*Work to complete:* Filter the entries below, keeping only lines with the word "layer".

*Records for the task:*
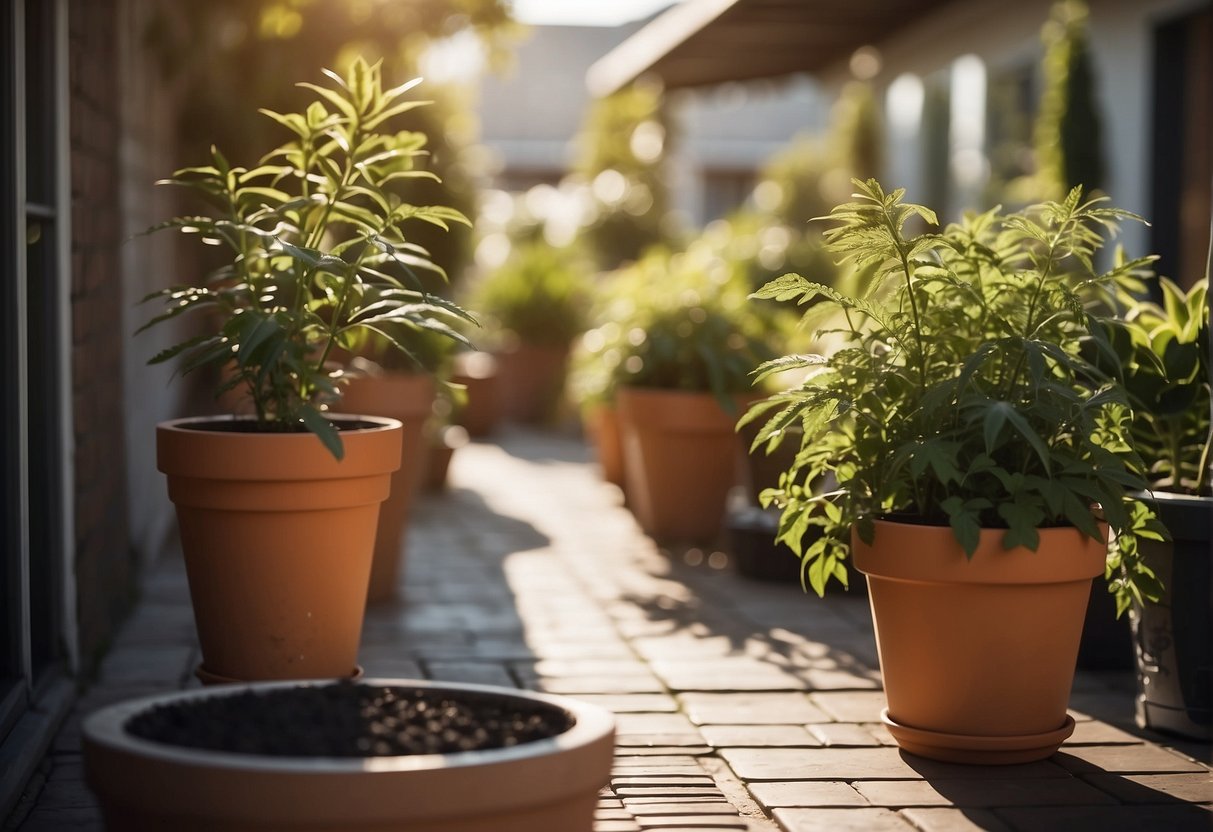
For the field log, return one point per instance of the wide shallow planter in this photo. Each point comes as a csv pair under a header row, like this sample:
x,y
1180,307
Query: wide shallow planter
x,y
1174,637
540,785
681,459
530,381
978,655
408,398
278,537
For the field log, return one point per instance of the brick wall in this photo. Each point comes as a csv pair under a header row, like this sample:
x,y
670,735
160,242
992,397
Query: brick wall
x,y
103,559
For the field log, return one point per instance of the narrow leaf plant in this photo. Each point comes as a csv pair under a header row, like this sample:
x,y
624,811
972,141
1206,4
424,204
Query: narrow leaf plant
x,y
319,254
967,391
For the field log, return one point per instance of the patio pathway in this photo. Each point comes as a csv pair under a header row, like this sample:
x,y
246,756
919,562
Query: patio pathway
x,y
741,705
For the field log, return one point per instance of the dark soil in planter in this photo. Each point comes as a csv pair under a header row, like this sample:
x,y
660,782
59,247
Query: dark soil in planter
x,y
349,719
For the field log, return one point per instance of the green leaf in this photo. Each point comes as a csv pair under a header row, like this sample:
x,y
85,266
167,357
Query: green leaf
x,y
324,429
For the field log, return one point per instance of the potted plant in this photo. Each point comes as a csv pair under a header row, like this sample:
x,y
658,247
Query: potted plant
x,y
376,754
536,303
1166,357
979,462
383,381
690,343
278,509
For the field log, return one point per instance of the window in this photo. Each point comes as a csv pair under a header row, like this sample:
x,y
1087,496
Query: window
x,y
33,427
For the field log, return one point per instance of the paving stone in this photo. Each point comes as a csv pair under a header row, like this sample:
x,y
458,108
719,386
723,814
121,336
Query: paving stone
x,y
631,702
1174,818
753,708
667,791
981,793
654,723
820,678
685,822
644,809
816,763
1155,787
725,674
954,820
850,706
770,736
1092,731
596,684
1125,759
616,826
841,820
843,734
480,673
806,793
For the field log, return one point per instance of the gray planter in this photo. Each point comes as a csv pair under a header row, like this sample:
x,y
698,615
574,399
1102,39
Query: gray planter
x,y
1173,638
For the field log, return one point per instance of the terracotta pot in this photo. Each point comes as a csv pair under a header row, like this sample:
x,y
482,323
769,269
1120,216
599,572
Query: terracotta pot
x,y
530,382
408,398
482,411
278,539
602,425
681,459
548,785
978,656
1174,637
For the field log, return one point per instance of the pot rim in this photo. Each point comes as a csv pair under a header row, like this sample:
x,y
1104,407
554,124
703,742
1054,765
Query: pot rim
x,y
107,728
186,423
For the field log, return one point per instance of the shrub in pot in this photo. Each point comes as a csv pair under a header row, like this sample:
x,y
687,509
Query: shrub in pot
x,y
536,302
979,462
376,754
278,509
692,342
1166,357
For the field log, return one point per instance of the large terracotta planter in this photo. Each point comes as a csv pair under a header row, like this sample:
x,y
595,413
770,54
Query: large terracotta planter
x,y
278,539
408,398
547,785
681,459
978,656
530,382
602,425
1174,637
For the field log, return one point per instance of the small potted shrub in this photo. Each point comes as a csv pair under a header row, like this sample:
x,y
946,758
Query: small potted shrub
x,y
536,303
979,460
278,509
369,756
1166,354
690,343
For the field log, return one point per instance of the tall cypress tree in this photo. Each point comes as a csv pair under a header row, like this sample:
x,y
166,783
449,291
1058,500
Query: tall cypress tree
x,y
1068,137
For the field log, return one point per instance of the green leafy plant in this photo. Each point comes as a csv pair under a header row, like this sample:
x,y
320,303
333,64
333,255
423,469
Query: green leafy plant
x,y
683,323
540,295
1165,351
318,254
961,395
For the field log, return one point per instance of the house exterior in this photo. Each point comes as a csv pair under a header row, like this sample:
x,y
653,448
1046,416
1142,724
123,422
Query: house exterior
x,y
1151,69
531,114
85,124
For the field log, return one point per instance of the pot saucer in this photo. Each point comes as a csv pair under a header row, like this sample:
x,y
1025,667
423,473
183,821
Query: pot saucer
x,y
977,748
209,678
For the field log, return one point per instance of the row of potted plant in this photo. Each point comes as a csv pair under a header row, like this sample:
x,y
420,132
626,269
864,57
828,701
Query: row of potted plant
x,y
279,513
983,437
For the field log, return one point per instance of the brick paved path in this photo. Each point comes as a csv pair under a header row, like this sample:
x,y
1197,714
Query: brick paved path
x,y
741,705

...

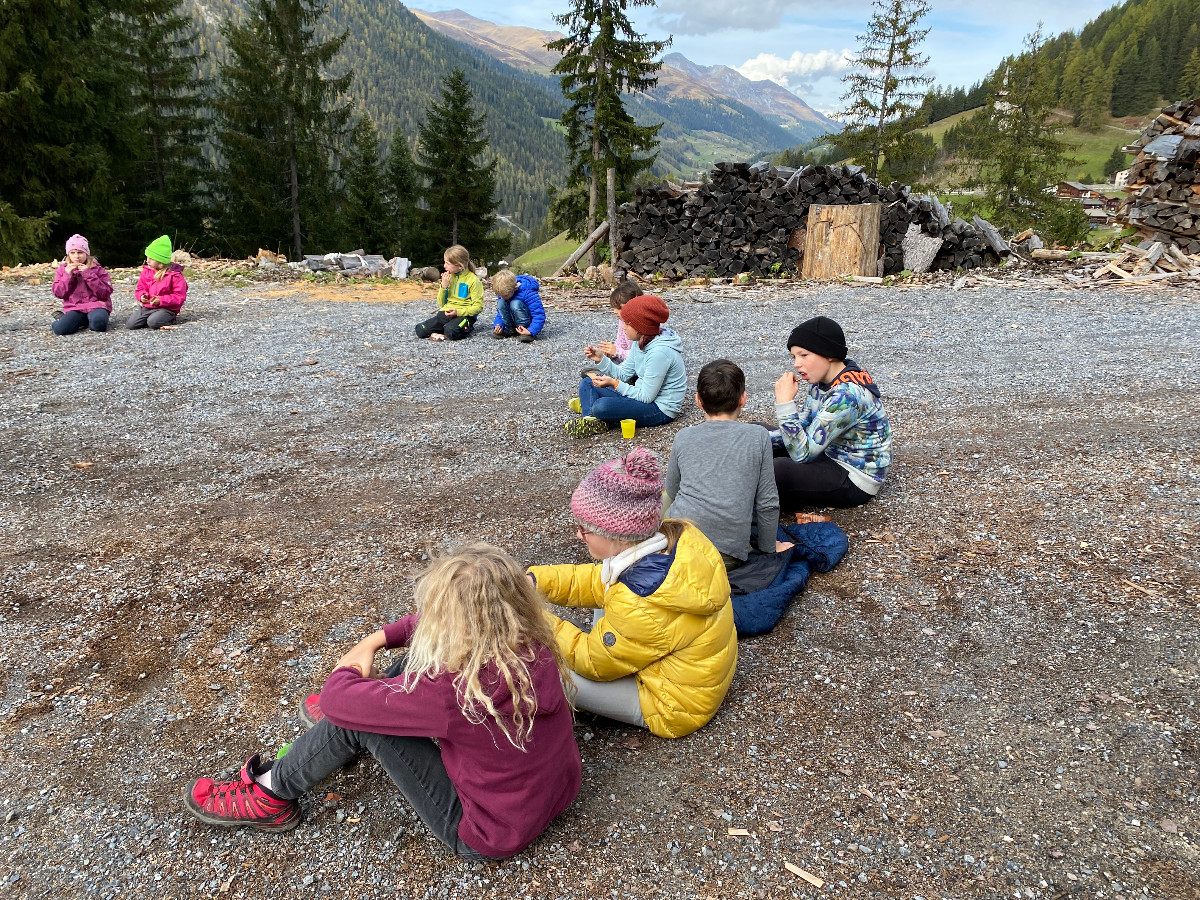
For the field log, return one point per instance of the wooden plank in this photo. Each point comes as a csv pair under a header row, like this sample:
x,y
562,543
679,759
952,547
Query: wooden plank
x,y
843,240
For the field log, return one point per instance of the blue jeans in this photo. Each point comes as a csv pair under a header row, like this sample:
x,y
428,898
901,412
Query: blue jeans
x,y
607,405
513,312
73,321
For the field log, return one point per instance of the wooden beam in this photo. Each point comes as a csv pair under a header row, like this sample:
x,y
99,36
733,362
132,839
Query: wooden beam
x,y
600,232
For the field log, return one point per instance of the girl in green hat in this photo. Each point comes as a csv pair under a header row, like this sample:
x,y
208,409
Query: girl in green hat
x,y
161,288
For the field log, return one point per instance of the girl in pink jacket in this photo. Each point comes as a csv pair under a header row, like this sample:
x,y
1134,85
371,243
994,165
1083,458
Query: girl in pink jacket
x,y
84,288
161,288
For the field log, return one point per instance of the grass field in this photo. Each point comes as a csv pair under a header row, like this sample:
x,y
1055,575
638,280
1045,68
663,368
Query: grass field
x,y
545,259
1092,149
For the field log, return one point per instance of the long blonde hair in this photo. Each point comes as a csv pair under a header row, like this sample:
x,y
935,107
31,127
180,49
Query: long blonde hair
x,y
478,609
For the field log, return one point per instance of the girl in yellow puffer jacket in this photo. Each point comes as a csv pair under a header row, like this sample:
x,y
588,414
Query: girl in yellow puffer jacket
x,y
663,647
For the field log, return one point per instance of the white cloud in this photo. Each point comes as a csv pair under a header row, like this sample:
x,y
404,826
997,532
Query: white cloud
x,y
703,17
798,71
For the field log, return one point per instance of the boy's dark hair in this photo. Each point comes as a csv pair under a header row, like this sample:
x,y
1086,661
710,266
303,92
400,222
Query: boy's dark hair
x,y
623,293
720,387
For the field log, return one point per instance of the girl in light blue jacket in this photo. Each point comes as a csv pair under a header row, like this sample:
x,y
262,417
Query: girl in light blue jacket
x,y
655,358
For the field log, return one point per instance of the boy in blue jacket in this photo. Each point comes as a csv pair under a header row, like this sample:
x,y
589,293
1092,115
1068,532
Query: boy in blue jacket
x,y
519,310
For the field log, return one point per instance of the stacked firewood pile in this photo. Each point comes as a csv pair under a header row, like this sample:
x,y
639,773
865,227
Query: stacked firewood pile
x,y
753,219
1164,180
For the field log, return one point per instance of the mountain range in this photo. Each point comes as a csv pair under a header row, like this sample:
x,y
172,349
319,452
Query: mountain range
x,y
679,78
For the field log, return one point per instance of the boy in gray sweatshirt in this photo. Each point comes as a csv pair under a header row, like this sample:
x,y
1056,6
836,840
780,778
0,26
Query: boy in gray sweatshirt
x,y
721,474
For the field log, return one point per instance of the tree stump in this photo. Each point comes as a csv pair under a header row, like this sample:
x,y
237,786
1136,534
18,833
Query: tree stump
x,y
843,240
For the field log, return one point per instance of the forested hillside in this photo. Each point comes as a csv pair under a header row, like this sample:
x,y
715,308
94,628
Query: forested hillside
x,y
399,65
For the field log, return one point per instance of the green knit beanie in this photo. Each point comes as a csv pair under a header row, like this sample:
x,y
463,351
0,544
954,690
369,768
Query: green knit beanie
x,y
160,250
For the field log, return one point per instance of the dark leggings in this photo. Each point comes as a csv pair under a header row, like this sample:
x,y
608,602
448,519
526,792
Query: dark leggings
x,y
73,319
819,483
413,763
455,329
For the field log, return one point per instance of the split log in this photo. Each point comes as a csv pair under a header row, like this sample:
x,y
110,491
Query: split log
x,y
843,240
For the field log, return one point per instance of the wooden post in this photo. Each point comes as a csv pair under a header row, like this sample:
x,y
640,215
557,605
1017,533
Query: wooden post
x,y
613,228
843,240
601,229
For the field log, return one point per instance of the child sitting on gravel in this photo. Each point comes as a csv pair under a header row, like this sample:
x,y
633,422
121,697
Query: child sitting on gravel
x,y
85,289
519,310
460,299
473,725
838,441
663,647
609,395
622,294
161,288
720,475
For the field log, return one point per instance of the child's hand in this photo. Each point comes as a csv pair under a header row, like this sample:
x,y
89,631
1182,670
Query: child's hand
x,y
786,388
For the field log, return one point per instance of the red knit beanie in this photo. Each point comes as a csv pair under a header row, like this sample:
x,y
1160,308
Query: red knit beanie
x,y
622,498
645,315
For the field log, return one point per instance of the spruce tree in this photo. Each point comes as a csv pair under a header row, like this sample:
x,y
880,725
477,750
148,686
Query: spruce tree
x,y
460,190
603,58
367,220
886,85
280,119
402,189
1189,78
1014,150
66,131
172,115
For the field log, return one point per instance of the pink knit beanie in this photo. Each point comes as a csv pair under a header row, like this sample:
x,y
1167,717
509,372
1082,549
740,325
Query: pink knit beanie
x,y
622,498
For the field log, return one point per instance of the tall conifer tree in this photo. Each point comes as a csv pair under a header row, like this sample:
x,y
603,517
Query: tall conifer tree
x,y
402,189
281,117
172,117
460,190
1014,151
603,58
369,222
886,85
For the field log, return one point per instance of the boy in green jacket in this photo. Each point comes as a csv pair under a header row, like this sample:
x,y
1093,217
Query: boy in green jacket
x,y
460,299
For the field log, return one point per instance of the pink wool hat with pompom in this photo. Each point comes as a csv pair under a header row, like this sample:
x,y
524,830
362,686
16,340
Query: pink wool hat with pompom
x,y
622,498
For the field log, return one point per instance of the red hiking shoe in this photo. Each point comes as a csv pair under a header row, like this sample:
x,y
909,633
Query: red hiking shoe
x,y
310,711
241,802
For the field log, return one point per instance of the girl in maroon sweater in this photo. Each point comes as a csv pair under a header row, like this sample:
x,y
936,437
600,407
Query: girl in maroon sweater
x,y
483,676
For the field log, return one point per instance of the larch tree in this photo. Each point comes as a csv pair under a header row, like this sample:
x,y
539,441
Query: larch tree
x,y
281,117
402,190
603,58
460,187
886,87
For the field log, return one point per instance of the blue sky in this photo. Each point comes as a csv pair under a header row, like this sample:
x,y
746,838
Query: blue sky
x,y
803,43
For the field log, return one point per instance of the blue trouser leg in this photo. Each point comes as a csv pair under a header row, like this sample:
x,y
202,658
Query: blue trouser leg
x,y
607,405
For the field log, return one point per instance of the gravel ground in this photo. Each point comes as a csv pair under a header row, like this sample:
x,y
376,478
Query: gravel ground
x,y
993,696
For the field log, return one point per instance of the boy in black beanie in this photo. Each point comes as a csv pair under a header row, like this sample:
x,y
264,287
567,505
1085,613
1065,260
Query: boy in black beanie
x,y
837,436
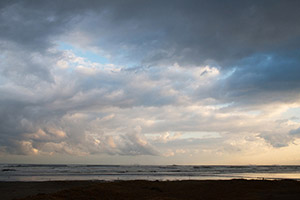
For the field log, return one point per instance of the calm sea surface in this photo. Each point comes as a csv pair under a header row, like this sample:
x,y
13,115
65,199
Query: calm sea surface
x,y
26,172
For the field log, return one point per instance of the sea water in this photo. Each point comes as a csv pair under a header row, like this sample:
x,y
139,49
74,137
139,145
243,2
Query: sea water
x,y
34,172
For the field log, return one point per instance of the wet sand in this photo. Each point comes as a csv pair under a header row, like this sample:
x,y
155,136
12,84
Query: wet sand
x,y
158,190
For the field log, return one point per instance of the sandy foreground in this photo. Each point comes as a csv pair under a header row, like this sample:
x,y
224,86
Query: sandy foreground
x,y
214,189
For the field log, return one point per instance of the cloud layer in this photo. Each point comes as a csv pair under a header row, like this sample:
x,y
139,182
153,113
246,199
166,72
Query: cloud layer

---

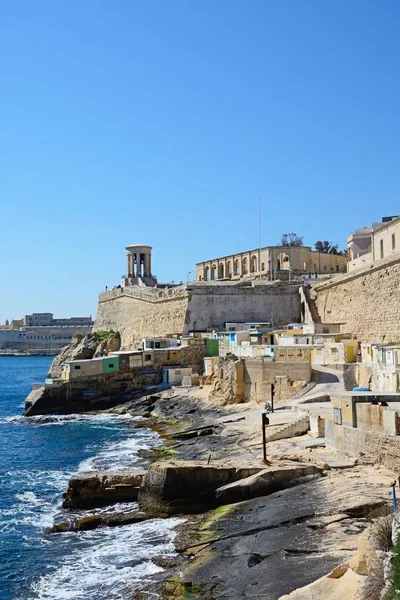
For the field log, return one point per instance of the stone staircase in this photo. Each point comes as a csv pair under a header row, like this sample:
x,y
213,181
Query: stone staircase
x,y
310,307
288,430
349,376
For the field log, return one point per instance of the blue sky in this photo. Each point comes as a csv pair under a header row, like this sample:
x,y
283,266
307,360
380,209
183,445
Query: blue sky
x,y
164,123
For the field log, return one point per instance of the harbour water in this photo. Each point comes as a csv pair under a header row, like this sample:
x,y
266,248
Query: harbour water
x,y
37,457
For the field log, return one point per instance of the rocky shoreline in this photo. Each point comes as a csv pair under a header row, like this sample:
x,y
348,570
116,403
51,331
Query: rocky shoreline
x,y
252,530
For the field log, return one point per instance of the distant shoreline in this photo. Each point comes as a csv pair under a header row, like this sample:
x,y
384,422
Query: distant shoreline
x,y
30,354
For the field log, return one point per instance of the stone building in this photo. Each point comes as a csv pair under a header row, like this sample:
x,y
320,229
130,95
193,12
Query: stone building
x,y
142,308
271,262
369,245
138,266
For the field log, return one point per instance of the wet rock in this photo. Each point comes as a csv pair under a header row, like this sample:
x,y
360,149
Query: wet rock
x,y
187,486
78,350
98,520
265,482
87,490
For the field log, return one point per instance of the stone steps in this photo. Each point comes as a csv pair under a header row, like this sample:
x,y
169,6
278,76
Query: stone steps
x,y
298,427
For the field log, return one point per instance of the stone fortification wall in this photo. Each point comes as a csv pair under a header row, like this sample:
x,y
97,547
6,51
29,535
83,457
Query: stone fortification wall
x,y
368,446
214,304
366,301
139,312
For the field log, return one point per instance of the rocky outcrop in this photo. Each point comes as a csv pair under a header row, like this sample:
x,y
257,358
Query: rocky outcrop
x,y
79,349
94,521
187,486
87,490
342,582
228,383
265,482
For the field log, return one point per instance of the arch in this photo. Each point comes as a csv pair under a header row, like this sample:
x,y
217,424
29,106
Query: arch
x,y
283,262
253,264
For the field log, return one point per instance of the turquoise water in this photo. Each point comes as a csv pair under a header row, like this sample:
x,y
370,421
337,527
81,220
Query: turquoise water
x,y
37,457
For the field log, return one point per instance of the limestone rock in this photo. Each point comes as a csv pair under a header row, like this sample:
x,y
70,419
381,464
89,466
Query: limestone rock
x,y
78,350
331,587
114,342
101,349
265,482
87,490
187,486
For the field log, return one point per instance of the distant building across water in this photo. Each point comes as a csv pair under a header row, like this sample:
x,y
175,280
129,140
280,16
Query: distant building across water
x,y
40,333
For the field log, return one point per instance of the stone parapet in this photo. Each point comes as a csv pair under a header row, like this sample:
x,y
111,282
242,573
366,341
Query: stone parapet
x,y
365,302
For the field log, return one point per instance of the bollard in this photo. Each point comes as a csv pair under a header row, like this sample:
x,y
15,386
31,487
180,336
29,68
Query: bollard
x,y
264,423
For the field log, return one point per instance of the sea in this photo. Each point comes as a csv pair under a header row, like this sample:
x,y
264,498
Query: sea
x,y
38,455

*Answer to the problem:*
For the field log, return one point per instance of the cloud layer in this photo. Each point comes as a csv pair under a header row, like this sample:
Query: cloud layer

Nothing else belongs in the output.